[start RECORDS TO PROCESS]

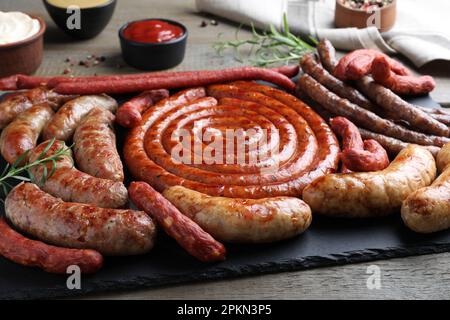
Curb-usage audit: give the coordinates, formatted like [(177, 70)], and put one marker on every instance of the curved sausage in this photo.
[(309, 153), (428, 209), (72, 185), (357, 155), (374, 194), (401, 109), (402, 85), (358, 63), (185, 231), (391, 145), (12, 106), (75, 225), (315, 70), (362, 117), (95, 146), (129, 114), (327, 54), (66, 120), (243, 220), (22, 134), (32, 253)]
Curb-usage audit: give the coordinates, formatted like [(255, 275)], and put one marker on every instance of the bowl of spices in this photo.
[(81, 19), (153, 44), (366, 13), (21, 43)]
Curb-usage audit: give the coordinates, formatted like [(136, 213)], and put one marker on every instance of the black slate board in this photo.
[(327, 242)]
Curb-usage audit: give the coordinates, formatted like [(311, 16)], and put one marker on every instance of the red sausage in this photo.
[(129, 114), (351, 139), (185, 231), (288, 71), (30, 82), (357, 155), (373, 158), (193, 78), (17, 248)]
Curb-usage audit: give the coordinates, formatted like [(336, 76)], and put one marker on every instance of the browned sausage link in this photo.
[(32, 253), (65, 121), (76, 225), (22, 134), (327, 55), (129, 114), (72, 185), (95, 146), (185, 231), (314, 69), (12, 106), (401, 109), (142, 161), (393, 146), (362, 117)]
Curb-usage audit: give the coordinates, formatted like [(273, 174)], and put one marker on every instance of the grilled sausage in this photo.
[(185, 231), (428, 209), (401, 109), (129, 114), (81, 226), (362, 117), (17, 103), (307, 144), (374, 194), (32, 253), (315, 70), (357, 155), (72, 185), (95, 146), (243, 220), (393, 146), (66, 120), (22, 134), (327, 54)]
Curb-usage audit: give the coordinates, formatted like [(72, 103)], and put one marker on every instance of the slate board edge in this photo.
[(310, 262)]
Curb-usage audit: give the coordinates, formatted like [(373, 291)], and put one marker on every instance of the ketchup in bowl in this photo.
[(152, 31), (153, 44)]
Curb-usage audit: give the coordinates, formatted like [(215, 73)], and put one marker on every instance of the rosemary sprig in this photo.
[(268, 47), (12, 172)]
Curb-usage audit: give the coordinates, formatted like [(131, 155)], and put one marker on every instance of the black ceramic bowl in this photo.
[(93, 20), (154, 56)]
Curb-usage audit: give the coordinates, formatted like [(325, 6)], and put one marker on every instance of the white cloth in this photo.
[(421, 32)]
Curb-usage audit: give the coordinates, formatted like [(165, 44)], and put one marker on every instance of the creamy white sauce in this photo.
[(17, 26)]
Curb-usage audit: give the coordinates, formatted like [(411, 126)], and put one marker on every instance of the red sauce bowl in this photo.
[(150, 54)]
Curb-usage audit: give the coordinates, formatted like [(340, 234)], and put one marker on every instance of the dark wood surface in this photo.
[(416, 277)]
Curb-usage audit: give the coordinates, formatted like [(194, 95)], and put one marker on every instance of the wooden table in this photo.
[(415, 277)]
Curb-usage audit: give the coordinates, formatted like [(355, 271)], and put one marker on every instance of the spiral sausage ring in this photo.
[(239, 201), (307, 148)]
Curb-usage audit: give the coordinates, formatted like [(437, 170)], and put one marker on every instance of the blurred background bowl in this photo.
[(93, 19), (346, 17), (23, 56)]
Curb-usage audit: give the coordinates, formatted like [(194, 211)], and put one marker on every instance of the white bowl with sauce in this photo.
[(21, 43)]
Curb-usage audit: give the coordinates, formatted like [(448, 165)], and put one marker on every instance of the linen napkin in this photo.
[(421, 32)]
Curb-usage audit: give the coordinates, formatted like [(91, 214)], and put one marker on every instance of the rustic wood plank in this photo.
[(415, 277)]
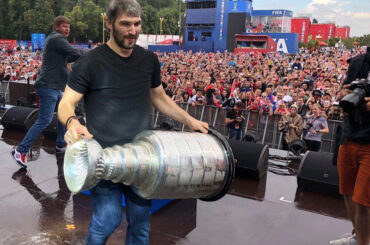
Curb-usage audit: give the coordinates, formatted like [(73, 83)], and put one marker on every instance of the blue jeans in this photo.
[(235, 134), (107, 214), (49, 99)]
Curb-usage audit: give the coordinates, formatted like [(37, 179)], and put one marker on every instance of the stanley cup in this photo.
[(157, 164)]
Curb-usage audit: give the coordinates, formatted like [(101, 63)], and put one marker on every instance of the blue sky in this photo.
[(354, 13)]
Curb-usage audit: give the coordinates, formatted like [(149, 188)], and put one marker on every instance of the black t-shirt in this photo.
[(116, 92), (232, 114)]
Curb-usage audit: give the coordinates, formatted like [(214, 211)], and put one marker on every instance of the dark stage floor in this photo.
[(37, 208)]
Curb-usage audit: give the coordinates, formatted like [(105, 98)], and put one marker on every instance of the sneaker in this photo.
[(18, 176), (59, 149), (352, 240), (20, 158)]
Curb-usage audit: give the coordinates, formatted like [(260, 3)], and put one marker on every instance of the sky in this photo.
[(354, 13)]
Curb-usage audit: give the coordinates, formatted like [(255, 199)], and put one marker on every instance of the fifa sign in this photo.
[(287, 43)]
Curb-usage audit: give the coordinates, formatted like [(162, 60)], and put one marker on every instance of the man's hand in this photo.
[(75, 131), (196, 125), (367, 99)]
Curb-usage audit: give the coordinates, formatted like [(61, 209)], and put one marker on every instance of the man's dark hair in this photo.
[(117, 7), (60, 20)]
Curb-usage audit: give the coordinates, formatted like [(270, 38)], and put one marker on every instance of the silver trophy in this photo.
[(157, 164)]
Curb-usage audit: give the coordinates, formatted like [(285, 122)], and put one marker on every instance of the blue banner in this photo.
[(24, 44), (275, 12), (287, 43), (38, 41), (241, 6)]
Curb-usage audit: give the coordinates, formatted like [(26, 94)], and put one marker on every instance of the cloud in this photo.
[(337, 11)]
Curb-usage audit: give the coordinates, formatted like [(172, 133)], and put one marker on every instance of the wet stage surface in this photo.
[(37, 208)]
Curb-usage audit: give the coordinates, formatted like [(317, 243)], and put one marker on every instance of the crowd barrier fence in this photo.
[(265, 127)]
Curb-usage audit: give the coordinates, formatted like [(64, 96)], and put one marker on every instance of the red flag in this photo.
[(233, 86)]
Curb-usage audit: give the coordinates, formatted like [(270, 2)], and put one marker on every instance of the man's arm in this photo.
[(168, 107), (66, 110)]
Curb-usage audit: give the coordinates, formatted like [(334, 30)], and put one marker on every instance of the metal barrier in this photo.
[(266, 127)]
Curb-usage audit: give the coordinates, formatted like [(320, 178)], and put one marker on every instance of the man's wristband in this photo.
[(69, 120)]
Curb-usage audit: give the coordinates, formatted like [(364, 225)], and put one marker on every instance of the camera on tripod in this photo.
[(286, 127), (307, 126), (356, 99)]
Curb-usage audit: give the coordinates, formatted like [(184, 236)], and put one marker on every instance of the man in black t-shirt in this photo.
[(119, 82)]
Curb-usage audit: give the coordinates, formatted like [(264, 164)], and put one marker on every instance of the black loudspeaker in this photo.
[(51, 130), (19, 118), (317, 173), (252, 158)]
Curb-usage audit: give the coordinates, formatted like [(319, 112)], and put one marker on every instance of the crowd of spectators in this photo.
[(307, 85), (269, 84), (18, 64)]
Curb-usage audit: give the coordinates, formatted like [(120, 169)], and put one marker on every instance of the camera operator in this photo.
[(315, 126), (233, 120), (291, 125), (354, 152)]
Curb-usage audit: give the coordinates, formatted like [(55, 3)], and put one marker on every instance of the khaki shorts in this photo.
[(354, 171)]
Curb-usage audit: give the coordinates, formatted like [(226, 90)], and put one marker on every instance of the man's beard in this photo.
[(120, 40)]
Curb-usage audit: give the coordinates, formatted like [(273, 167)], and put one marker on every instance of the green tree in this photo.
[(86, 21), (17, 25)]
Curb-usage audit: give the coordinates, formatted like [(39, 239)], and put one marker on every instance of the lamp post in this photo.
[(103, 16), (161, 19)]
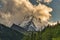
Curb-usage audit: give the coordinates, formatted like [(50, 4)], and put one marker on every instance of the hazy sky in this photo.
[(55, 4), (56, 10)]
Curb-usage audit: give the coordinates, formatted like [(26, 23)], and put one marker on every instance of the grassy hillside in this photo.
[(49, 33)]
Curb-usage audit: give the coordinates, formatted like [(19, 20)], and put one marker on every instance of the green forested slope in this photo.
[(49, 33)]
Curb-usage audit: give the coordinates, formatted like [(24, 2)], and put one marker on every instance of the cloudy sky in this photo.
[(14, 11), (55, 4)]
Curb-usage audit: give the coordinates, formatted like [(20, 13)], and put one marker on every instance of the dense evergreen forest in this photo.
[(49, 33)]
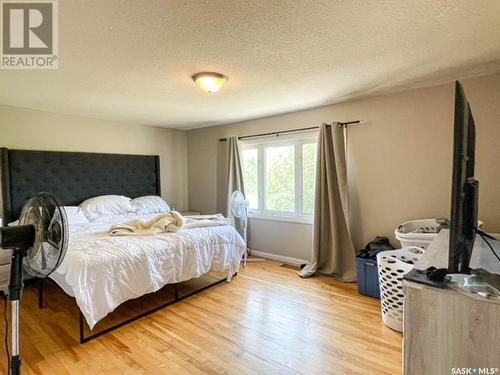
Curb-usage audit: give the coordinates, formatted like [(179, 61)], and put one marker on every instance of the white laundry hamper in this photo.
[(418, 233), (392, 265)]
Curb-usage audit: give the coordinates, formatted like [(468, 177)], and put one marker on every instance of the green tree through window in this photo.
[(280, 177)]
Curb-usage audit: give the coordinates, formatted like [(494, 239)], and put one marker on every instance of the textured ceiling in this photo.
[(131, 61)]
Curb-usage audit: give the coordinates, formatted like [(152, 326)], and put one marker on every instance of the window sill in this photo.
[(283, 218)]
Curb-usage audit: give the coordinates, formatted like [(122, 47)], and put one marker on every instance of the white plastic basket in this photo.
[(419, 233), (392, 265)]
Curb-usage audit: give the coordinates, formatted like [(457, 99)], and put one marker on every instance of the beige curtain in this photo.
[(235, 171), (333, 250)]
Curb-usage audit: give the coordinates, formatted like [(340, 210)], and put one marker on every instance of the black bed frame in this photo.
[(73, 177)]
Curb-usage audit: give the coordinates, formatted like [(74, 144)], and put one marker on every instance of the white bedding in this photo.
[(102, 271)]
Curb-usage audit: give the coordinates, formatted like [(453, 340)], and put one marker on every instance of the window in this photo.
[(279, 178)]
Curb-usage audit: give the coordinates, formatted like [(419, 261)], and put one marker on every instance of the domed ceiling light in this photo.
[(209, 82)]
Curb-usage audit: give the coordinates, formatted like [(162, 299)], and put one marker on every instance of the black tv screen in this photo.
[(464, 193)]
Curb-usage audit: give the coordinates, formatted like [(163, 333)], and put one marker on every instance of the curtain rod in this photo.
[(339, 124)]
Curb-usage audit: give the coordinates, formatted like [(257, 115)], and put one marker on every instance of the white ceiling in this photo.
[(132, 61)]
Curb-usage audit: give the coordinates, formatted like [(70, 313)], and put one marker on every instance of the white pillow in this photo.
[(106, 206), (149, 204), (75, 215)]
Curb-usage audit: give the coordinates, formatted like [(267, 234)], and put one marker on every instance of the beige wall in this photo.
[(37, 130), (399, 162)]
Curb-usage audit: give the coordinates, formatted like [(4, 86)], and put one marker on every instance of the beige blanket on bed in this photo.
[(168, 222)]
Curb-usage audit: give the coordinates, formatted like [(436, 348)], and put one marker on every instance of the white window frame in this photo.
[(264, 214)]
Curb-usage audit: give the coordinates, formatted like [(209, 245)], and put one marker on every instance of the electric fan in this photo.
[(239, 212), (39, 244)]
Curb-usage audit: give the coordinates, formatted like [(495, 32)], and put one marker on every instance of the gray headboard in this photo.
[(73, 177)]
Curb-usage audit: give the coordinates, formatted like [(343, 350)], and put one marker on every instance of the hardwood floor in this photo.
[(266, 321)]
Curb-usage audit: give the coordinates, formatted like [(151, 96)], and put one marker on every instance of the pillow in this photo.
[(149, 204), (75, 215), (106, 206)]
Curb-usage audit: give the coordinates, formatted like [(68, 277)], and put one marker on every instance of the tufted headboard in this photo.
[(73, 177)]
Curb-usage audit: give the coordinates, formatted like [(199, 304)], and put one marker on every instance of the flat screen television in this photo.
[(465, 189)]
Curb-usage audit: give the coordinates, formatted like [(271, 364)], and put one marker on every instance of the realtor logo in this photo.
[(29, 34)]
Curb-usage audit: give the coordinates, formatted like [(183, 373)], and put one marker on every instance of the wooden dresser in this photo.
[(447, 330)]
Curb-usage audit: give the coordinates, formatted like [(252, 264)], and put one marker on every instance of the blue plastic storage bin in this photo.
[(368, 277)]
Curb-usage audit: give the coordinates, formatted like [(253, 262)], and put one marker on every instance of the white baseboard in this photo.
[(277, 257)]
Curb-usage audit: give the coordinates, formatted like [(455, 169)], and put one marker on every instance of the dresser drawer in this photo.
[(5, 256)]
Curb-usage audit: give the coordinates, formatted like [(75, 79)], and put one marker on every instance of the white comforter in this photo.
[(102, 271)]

[end RECORDS TO PROCESS]

# DIRECTIONS
Can you return, character for character, the stored records from the line that contains "window frame in this photo." through the line that contains "[(447, 330)]", with both of those lines included?

# THE REPLY
Curb-usage audit: give the coordinates, formatted like [(436, 348)], and put one marker on every instance of the white window frame in this photo.
[(264, 214)]
Curb-usage audit: give the coordinates, formatted like [(209, 245)], and put one marker on every instance of the electric fan in this photo.
[(239, 212), (39, 244)]
Curb-usage audit: give the coordinates, formatted like [(495, 32)], and put one marker on every instance of the gray headboard in this photo.
[(73, 177)]
Curb-usage audit: give the coordinates, formatted like [(343, 350)], and put one marker on every instance of the hardwood floor in this photo.
[(266, 321)]
Curb-usage audit: give the coordinates, formatted like [(151, 96)], and put one marker on every instance of the pillow in this photo.
[(149, 204), (75, 215), (106, 206)]
Curb-usage audit: give the coordinates, formatted like [(68, 277)], and put one marker on every instance of the tufted headboard in this photo.
[(73, 177)]
Curb-usage audit: give the coordinates, formatted like [(199, 304)], and put one marker on every instance of the flat screen television in this photo.
[(465, 189)]
Curb-usage audit: give the coordinates, formatted like [(271, 364)], and put one marker on every instance of the realtor logo in this photo.
[(29, 34)]
Curb-usage audit: give the coordinates, formatted like [(183, 373)], and put one marker on every instance of the wooden dresser in this photo.
[(447, 330)]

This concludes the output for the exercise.